TASK OBJECTIVE:
Write out the line with "Query: bird's head" and each line after it to the end of the material, exactly as they appear and with nothing else.

*** AVAILABLE DATA Section Begins ***

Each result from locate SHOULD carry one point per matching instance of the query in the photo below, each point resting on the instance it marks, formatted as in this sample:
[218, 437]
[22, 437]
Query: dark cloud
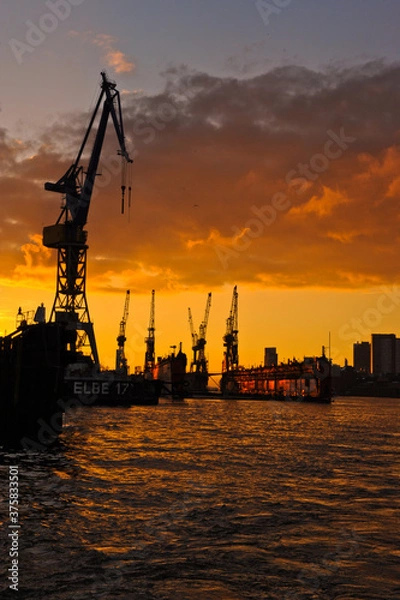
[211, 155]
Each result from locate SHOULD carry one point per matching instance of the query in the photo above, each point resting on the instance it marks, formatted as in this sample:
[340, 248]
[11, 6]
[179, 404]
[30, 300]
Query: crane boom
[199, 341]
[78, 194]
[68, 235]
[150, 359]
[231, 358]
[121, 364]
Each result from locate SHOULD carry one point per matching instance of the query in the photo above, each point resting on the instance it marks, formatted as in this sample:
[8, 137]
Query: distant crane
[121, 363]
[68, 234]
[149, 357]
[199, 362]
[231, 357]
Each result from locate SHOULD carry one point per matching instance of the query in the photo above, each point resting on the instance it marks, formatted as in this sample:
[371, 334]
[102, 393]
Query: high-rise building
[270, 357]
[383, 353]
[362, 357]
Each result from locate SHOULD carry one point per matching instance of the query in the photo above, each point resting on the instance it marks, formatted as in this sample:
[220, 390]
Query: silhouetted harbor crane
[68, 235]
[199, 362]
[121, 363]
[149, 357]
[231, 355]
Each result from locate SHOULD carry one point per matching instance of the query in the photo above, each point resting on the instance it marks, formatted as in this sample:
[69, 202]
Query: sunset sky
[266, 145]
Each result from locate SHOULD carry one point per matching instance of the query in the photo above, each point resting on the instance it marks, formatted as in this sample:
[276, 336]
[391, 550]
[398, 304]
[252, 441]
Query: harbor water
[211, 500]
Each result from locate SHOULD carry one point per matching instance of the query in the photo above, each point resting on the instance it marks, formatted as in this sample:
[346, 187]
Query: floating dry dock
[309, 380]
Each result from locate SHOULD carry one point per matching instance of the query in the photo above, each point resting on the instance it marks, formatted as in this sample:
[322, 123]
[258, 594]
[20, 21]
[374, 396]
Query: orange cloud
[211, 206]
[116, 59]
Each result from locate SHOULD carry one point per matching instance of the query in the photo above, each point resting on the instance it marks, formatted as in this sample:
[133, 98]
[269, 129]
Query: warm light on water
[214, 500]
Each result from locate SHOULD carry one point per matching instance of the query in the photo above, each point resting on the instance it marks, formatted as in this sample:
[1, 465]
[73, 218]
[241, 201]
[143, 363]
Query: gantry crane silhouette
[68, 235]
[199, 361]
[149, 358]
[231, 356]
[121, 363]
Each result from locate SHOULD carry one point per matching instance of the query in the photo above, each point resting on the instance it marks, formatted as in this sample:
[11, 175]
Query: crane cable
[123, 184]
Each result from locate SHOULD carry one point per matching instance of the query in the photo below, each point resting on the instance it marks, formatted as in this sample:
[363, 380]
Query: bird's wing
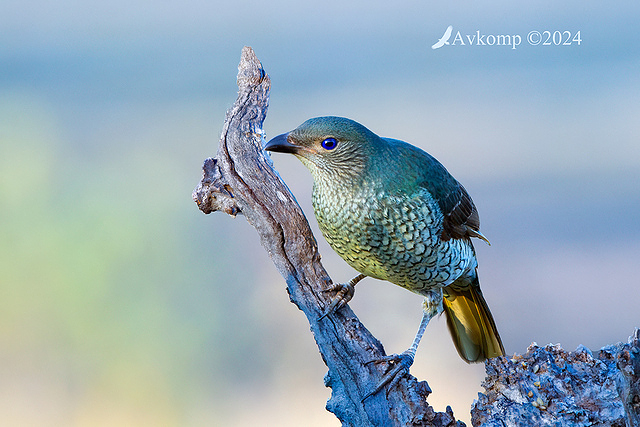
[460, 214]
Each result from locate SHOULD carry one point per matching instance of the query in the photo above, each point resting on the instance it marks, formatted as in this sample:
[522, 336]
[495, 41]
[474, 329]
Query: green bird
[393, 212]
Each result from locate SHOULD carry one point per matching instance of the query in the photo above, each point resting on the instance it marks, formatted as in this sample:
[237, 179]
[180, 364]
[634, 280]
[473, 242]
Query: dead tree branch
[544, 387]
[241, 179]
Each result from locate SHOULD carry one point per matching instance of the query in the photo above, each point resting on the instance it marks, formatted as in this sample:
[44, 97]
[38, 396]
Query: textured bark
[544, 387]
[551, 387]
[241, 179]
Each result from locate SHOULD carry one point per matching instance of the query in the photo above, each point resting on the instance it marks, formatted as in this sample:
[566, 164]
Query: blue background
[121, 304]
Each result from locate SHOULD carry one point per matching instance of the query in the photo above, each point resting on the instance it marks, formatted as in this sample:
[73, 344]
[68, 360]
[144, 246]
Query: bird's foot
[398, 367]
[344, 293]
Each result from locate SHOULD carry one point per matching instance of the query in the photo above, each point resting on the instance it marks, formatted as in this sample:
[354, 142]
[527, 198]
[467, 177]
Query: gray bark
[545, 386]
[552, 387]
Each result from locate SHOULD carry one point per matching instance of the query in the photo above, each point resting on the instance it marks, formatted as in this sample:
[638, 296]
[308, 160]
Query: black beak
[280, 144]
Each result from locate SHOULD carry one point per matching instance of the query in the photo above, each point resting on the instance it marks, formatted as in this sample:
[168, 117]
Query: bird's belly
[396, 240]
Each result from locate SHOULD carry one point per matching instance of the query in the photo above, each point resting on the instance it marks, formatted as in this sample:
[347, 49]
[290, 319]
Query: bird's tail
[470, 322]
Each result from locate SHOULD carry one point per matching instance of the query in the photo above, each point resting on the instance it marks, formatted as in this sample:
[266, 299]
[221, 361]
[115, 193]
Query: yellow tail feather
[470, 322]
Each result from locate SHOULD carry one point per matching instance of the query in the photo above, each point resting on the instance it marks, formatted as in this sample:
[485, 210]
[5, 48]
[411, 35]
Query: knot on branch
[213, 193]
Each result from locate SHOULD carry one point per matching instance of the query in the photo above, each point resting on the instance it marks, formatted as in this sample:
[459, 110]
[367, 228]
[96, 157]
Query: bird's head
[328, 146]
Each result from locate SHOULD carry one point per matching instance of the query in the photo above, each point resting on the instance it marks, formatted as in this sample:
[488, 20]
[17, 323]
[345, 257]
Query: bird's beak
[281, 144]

*** AVAILABLE DATA Section Ends ***

YOUR RESPONSE:
Query: bird's head
[328, 146]
Each result from locate SHOULD carry one point per matching instance of the query in the photo above, each point resting on the instance it marks, formatted as in this sample:
[488, 20]
[17, 323]
[345, 257]
Query: bird's beak
[281, 144]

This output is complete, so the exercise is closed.